The problem: Write out the entries word for word, starting at their first line and stopping after the line that contains "58,51 -> 111,269". Omit any picture from your copy.
Begin
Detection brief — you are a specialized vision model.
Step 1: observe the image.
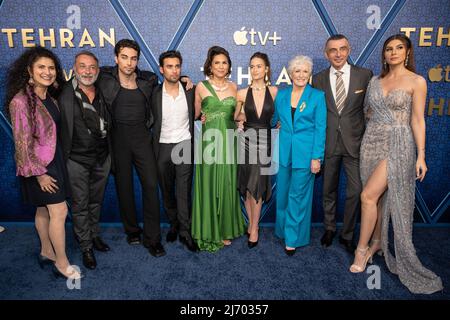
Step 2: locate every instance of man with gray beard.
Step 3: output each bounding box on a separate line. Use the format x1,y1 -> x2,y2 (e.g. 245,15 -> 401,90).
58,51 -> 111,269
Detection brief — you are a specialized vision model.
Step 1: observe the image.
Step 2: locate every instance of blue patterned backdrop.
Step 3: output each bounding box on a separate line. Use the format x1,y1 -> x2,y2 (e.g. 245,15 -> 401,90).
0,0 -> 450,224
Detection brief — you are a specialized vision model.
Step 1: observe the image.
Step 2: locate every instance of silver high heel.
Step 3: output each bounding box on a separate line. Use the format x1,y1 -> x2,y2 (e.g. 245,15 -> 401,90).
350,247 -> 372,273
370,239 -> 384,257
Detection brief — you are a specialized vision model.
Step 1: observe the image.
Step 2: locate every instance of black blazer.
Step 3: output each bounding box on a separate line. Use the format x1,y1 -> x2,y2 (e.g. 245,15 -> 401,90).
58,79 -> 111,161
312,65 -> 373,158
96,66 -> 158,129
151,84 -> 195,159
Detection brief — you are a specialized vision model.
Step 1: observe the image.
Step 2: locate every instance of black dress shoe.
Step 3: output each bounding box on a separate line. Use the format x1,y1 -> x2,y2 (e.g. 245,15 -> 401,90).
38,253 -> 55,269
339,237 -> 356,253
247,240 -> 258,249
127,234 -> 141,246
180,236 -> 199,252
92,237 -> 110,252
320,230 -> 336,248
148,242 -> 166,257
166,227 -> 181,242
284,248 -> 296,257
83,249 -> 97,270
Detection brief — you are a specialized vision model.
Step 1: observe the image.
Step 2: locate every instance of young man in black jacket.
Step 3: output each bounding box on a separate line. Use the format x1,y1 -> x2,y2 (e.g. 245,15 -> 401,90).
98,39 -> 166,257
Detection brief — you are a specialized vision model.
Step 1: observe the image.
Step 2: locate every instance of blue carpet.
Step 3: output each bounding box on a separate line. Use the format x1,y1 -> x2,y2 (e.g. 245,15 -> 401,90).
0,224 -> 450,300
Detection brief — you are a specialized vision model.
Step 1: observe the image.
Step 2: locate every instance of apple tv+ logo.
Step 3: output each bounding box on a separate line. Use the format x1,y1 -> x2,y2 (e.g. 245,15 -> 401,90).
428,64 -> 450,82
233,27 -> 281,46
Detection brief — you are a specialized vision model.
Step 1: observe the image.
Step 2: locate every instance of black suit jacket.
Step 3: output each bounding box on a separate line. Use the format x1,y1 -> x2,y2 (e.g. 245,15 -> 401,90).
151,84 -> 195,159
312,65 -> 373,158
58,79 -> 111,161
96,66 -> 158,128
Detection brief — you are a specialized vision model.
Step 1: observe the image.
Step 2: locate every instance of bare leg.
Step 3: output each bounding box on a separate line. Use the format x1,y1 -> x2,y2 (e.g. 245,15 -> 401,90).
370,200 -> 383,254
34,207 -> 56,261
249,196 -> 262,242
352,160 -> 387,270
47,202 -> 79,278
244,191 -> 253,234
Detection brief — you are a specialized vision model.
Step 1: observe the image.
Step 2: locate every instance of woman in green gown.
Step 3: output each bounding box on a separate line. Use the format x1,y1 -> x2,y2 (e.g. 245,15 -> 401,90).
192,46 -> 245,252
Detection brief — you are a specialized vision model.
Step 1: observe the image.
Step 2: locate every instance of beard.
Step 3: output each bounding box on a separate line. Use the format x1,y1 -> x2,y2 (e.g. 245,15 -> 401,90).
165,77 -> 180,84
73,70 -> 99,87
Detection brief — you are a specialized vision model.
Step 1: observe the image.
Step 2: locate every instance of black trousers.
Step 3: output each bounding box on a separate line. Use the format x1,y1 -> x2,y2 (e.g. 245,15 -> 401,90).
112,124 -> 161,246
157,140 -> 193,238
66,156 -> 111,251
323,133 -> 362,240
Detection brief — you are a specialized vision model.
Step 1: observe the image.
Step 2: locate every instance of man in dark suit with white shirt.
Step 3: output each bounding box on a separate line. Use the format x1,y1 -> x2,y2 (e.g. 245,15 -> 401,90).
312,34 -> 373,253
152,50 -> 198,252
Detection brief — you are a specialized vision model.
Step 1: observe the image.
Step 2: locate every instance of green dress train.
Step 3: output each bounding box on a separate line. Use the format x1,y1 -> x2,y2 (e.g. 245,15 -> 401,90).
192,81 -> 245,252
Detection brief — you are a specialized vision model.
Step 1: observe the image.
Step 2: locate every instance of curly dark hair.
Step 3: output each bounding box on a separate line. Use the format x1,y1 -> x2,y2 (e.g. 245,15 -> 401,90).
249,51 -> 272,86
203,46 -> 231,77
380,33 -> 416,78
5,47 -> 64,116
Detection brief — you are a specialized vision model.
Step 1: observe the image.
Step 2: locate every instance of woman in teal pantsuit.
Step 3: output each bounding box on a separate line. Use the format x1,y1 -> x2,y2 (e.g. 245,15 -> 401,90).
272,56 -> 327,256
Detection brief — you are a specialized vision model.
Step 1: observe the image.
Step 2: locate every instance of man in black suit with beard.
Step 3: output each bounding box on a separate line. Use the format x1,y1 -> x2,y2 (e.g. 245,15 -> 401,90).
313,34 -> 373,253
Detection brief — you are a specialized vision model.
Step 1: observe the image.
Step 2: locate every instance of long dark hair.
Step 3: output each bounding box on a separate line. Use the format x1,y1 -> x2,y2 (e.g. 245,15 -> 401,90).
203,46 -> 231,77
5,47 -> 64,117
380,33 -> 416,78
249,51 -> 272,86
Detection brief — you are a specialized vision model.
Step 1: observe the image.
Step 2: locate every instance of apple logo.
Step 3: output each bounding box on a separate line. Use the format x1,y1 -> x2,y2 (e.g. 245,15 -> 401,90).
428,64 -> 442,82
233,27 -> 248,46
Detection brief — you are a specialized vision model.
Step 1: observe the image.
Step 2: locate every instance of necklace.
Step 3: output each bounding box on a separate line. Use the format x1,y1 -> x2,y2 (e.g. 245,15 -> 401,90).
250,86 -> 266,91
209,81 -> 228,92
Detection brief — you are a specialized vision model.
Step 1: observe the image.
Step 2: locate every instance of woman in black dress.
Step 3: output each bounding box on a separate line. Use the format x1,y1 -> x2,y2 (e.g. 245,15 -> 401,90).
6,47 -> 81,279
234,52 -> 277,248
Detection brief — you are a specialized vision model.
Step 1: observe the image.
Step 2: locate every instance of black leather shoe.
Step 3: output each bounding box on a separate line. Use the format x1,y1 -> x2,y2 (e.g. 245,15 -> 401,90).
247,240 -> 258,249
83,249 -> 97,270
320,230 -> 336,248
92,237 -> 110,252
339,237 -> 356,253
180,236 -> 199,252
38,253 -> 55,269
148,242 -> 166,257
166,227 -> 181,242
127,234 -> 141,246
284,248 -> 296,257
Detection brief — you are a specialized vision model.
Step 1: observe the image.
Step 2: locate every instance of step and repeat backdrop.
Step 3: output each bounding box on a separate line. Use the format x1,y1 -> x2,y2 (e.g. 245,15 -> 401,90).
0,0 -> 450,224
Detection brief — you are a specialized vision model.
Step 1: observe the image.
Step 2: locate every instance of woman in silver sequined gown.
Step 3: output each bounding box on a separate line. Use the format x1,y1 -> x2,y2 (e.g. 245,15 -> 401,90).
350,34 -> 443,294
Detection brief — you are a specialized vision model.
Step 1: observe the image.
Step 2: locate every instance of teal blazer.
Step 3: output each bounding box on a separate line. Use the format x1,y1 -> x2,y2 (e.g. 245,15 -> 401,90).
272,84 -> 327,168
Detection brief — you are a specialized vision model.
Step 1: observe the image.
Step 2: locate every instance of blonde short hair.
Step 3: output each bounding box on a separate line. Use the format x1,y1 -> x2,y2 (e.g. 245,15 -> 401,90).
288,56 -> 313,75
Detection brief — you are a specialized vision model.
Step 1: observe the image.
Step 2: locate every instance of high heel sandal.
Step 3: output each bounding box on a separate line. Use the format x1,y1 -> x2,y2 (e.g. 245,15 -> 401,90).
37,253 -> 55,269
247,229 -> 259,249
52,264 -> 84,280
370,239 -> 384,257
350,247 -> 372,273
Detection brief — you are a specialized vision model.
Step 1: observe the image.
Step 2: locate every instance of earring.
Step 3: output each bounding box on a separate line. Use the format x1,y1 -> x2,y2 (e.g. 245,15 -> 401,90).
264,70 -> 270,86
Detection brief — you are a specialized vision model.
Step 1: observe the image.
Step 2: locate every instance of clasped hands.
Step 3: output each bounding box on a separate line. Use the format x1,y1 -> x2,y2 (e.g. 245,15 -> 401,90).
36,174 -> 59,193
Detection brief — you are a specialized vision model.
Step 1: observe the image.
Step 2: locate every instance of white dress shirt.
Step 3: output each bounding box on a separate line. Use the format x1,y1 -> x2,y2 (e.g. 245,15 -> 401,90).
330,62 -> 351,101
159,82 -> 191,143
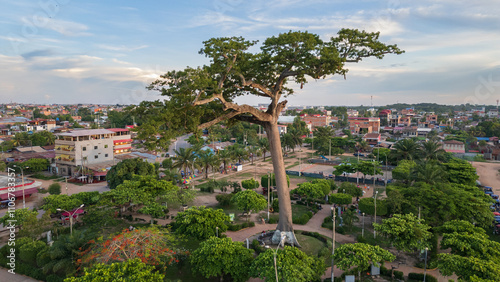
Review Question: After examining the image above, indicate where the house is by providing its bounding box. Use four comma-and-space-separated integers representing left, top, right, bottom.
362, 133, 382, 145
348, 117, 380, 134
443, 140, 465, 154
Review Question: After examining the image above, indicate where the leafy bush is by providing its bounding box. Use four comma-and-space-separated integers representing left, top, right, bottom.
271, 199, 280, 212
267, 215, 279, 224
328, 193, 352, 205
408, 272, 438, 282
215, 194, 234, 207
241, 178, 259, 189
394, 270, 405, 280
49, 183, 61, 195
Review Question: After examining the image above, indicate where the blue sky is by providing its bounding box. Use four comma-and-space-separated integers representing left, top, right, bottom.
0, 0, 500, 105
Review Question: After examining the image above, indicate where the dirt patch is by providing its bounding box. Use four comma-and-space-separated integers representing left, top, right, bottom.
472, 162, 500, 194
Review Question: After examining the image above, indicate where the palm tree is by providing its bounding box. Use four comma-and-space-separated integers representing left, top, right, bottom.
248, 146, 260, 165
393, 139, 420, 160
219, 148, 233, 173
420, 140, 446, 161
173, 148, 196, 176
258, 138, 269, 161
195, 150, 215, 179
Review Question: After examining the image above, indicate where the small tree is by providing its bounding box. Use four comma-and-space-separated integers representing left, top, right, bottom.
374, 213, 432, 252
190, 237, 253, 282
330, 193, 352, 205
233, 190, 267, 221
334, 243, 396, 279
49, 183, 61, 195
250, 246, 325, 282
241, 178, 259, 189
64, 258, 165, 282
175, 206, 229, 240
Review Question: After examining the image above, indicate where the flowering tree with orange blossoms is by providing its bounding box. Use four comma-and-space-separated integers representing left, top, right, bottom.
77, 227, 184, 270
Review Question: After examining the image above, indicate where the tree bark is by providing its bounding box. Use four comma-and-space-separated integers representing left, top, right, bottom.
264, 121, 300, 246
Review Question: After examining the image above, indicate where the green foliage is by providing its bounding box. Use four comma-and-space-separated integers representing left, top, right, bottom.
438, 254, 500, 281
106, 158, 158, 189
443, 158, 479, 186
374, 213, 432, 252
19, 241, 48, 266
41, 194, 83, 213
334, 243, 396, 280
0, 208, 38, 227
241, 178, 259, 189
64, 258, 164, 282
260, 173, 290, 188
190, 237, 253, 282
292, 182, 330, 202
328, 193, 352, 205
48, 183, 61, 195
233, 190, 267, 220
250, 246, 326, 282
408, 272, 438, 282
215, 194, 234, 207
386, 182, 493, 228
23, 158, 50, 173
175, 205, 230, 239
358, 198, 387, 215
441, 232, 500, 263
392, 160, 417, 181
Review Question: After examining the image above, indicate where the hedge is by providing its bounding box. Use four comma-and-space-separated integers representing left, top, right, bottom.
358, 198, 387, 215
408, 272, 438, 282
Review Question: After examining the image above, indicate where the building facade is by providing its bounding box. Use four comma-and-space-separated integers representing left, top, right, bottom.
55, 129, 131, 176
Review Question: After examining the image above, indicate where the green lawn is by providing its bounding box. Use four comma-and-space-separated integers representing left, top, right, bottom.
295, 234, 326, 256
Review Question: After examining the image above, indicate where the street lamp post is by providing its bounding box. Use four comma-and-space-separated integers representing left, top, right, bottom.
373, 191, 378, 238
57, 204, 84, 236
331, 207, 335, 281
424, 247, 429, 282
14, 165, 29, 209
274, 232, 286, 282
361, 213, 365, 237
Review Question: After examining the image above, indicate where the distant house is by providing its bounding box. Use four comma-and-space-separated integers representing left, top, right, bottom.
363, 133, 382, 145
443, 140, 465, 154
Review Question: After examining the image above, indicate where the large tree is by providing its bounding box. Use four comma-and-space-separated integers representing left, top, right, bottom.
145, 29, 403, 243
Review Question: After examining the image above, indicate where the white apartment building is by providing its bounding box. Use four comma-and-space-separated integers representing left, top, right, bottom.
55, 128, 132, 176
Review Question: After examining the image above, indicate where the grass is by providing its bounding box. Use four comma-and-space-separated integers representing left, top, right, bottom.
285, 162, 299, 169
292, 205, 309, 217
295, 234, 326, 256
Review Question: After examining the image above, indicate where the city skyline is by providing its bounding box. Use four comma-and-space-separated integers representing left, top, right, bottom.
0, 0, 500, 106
End
Result of this task:
Detection brief — you are a specialized vision model.
Step 1: observe the image.
Step 2: locate every instance of man with gray beard.
Step 3: output each bounding box on a separate line. Use the format x1,y1 -> x2,y2 (e.g. 245,15 -> 401,90).
58,51 -> 111,269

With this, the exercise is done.